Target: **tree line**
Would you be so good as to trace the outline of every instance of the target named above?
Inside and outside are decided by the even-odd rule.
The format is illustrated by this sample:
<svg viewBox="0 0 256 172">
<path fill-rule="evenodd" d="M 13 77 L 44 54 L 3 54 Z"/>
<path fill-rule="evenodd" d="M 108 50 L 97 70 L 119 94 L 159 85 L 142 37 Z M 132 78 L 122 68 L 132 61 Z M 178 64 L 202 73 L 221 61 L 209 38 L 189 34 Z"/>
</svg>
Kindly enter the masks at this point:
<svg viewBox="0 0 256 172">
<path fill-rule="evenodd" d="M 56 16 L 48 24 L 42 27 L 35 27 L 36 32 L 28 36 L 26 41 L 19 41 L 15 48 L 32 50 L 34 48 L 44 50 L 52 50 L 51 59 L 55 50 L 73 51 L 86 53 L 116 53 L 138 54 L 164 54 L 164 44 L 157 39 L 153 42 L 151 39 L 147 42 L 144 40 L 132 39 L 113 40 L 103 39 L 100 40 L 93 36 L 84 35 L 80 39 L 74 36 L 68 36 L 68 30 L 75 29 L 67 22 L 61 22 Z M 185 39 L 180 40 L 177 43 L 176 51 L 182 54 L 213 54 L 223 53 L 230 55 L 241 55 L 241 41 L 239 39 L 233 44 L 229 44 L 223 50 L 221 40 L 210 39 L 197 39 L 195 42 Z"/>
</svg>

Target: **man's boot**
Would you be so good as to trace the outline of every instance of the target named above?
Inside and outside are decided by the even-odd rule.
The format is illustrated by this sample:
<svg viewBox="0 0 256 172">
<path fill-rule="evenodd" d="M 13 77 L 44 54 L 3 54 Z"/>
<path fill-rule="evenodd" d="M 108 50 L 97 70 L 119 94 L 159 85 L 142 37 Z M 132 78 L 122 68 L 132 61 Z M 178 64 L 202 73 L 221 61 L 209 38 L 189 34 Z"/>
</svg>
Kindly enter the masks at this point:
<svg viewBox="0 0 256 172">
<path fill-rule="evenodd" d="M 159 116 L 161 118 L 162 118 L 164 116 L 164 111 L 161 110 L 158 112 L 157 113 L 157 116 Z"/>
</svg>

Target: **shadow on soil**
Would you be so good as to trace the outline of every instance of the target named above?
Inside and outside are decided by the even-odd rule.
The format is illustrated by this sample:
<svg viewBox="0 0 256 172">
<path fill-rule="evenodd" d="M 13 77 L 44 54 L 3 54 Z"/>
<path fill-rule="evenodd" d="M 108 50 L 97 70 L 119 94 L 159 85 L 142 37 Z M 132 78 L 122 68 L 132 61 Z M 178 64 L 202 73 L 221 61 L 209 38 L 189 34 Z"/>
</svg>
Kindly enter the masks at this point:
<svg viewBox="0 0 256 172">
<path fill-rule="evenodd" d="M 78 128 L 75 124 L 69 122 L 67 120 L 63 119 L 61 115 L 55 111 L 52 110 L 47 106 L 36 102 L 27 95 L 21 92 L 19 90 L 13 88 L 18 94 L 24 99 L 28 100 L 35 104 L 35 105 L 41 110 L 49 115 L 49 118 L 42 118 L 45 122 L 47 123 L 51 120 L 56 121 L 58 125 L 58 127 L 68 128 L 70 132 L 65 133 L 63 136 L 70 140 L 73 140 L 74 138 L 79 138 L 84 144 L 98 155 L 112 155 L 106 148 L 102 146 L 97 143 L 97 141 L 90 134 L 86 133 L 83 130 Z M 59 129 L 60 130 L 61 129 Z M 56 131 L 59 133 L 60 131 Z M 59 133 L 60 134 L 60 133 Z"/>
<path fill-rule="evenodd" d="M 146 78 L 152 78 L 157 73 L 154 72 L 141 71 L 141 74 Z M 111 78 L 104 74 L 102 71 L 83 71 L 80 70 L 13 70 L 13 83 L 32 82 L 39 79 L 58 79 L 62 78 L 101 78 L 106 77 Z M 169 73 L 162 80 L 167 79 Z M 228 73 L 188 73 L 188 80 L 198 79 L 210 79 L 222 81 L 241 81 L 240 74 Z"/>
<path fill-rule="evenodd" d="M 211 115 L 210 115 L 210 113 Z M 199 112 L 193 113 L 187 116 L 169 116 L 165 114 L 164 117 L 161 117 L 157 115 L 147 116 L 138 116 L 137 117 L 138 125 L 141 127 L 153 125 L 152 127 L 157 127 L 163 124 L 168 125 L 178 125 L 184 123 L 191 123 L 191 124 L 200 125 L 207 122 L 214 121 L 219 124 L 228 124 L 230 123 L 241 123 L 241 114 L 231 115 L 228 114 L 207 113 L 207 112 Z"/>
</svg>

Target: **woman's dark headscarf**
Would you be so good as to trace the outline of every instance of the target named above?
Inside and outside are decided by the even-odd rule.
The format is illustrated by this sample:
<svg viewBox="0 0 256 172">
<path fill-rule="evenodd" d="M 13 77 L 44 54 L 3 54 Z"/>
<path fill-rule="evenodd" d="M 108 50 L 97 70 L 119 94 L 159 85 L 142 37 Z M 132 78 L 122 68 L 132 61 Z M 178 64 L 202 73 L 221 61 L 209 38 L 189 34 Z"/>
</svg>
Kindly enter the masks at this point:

• **WORK INSTRUCTIONS**
Reproduce every item above word for word, keeping each line unchanged and in its original order.

• **RESPONSE FOR THIS EXERCISE**
Target: **tree line**
Would you be so good as to trace the outline of every instance of the target named above?
Inside and outside are decided by the even-odd rule.
The format is illustrated by this sample:
<svg viewBox="0 0 256 172">
<path fill-rule="evenodd" d="M 13 77 L 44 54 L 3 54 Z"/>
<path fill-rule="evenodd" d="M 108 50 L 97 70 L 119 94 L 159 85 L 142 37 Z M 132 78 L 122 68 L 132 61 Z M 178 64 L 202 73 L 221 61 L 209 38 L 189 34 Z"/>
</svg>
Kindly enter the masks at this point:
<svg viewBox="0 0 256 172">
<path fill-rule="evenodd" d="M 56 16 L 48 24 L 42 27 L 35 27 L 36 32 L 28 36 L 26 41 L 19 41 L 15 48 L 32 50 L 34 48 L 44 50 L 52 50 L 51 59 L 55 50 L 73 51 L 86 53 L 116 53 L 138 54 L 164 54 L 164 44 L 157 39 L 153 42 L 151 39 L 147 42 L 144 40 L 132 39 L 113 40 L 103 39 L 100 40 L 93 36 L 84 35 L 80 39 L 74 36 L 68 36 L 68 30 L 75 29 L 67 22 L 61 22 Z M 185 39 L 180 40 L 177 43 L 176 51 L 182 54 L 213 54 L 223 53 L 230 55 L 241 55 L 241 41 L 239 39 L 233 44 L 229 44 L 223 50 L 221 40 L 210 39 L 197 39 L 195 42 Z"/>
</svg>

Target: **man's boot**
Would you be so good as to trace the outline of every instance of the target named above?
Inside and outside are decided by the even-odd rule.
The format is illustrated by this sample:
<svg viewBox="0 0 256 172">
<path fill-rule="evenodd" d="M 13 77 L 44 54 L 3 54 Z"/>
<path fill-rule="evenodd" d="M 108 50 L 97 70 L 119 94 L 159 85 L 142 37 Z M 132 78 L 122 68 L 132 61 Z M 178 64 L 202 73 L 221 61 L 209 38 L 189 34 Z"/>
</svg>
Kindly enter the masks at this point:
<svg viewBox="0 0 256 172">
<path fill-rule="evenodd" d="M 159 116 L 161 118 L 162 118 L 164 116 L 164 111 L 161 110 L 158 112 L 157 113 L 157 116 Z"/>
</svg>

Target: **shadow on soil**
Would you be so good as to trace the outline of every instance of the target named above?
Inside and outside are decided by the even-odd rule.
The format is illustrated by this sample:
<svg viewBox="0 0 256 172">
<path fill-rule="evenodd" d="M 13 77 L 44 54 L 3 54 Z"/>
<path fill-rule="evenodd" d="M 108 50 L 97 70 L 119 94 L 159 85 L 142 37 Z M 132 78 L 122 68 L 132 61 Z M 178 64 L 202 73 L 221 61 L 209 38 L 189 34 Z"/>
</svg>
Kindly enter the masks at this point:
<svg viewBox="0 0 256 172">
<path fill-rule="evenodd" d="M 78 128 L 75 124 L 69 122 L 67 120 L 63 119 L 61 115 L 55 111 L 52 110 L 47 106 L 36 102 L 27 95 L 21 92 L 19 90 L 13 88 L 18 94 L 24 99 L 28 100 L 35 104 L 35 105 L 41 110 L 49 115 L 49 118 L 42 118 L 45 122 L 47 123 L 51 120 L 56 121 L 58 125 L 58 127 L 68 128 L 70 132 L 65 133 L 63 136 L 70 140 L 73 140 L 74 138 L 79 138 L 84 144 L 98 155 L 112 155 L 106 148 L 102 146 L 97 143 L 97 141 L 90 134 L 86 133 L 83 130 Z M 59 129 L 60 130 L 61 129 Z M 56 131 L 59 133 L 60 131 Z M 59 133 L 60 134 L 60 133 Z"/>
<path fill-rule="evenodd" d="M 146 78 L 152 78 L 157 73 L 154 72 L 141 71 L 141 74 Z M 111 78 L 104 74 L 102 71 L 83 71 L 80 70 L 13 70 L 13 83 L 32 82 L 39 79 L 58 79 L 62 78 L 101 78 L 106 77 Z M 169 73 L 162 80 L 167 79 Z M 228 73 L 188 73 L 188 80 L 198 79 L 210 79 L 222 81 L 241 81 L 240 74 Z"/>
<path fill-rule="evenodd" d="M 211 115 L 210 115 L 210 113 Z M 199 112 L 193 113 L 187 116 L 169 116 L 165 114 L 164 117 L 161 117 L 157 115 L 147 116 L 138 116 L 137 117 L 138 125 L 141 127 L 153 125 L 152 127 L 157 127 L 163 124 L 168 125 L 178 125 L 184 123 L 191 123 L 191 124 L 200 125 L 207 122 L 214 121 L 219 124 L 228 124 L 230 123 L 241 123 L 241 114 L 231 115 L 228 114 L 207 113 L 207 112 Z"/>
</svg>

Target: **woman's dark headscarf**
Would you be so good as to trace the outline of every instance of the target named above?
Inside and outside are decided by the even-odd rule.
The format is illustrated by this sample:
<svg viewBox="0 0 256 172">
<path fill-rule="evenodd" d="M 13 77 L 44 54 L 3 54 Z"/>
<path fill-rule="evenodd" d="M 108 50 L 97 70 L 119 94 L 159 85 L 142 37 Z M 132 78 L 122 68 L 132 61 Z M 178 64 L 202 73 L 221 61 L 209 38 L 189 34 Z"/>
</svg>
Kindly enter the masks at this point:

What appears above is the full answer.